Work task:
Check every line of the data below for the word "shadow". Copy the ones that have it.

# # # # # # #

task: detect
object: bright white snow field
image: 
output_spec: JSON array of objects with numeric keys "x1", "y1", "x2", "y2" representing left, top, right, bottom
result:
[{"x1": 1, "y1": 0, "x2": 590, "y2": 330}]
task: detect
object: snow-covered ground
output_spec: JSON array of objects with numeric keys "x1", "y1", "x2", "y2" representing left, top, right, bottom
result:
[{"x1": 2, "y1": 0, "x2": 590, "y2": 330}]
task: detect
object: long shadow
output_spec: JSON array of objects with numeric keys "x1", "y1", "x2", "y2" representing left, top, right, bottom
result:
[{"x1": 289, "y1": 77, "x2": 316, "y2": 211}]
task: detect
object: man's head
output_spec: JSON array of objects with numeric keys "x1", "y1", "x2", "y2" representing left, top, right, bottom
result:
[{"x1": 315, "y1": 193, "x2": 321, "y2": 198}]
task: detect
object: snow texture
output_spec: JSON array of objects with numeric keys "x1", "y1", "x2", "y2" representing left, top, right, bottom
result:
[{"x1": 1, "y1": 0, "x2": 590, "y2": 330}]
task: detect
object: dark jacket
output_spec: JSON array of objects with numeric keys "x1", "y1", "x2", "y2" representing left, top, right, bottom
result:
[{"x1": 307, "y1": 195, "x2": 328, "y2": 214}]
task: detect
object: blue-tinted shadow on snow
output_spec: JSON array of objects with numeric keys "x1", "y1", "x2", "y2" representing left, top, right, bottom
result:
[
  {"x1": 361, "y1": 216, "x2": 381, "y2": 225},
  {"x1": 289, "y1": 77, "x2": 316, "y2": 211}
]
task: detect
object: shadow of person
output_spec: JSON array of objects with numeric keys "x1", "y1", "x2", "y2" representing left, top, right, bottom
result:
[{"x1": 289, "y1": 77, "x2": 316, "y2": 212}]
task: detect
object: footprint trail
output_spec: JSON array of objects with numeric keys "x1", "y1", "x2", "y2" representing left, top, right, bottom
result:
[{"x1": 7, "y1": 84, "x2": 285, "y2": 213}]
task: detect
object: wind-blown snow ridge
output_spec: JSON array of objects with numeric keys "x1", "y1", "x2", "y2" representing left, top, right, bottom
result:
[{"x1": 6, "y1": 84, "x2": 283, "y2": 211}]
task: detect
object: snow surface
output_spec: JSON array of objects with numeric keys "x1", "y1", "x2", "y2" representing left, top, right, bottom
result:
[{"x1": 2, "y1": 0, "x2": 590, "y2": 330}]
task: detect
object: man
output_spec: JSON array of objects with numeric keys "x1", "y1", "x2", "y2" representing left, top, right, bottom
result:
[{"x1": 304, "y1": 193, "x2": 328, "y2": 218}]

# # # # # # #

Exercise response:
object: long shadow
object: blue-tinted shadow on snow
object: shadow of person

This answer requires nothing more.